= Passage to read =
-- begin --

#CDOT system seems to randomly drop off nabox.

1 messages · Page 1 of 1 (latest)

stable mauve
#

HI All,
Have a strange issue, I am montioring about 8 different CDOT boxes all 9.8 with the same username and password. But one just seems to randomly drop off. So when checking NAbox the checkbox is grey and not green

#

Version of NAbox is 3.2

hexed creek
#

@reef obsidian

reef obsidian
#

Do you have capacity available ? It could also be bad credentials, can you stop all pollers, and run only that one while doing dc logs -f nabox-harvest2 in ssh ?

stable mauve
#

Capacity on the filer or the nabox? Same creds as all the other filers, same domain etc. Do you have a netapp email I could send the logs over to?

#

How do I stop the pollers?

reef obsidian
#

Through the web interface, you un-check them

stable mauve
#

Perfect thank you

bold finch
#

I saw this on the last major nabox release but haven't yet on the current one. Rolling cluster upgrades would frequently trigger it and I'd have to go into nabox and re-enable the cluster.

-- end --

= Dataset section =
-- begin --

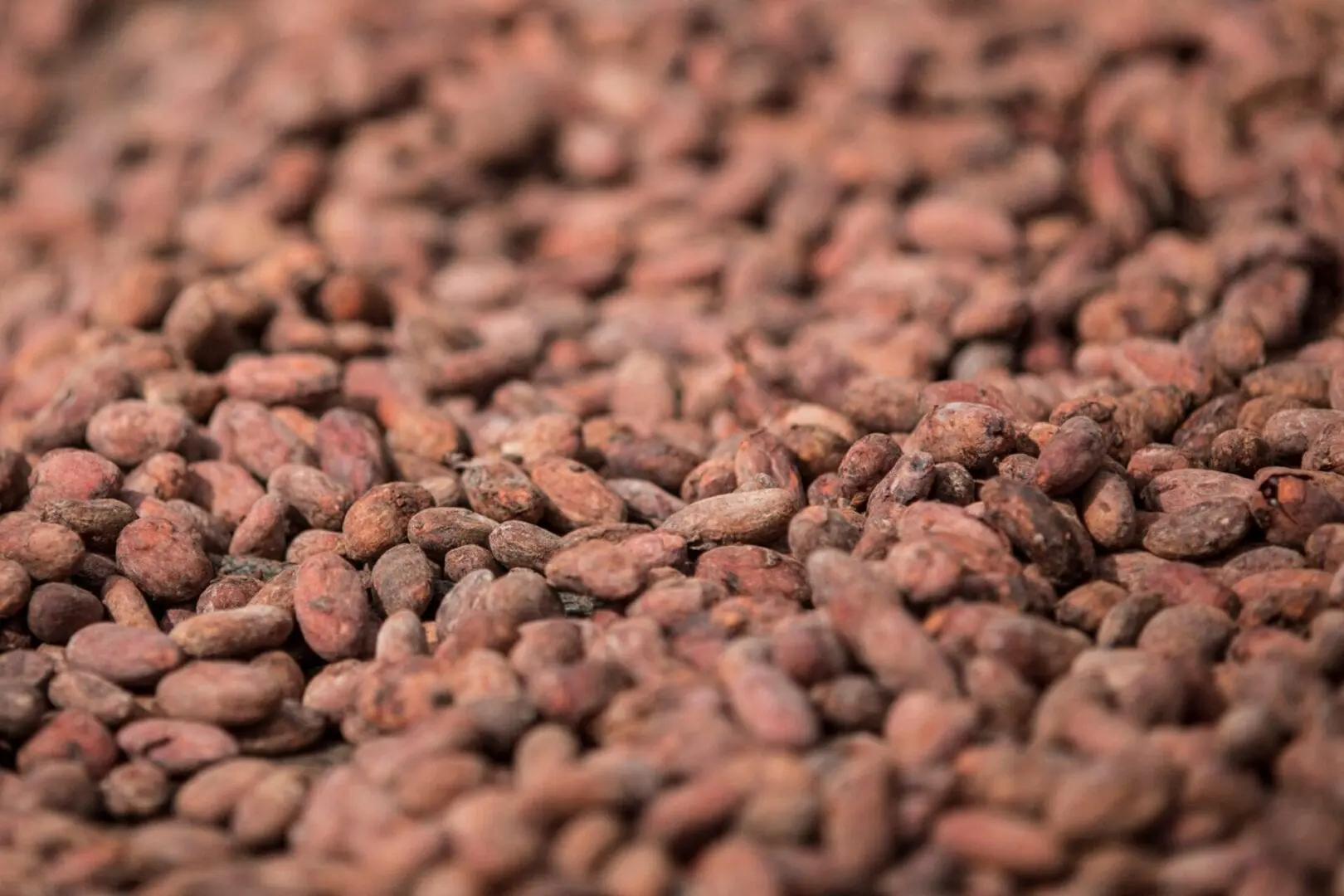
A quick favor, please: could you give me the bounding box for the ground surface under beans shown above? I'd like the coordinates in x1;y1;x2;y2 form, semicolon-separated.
0;0;1344;896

-- end --

= Task to complete =
According to the forum thread about a CDOT system dropping off NAbox, how are the pollers stopped?

= Exercise answer =
They are stopped through the web interface by unchecking them.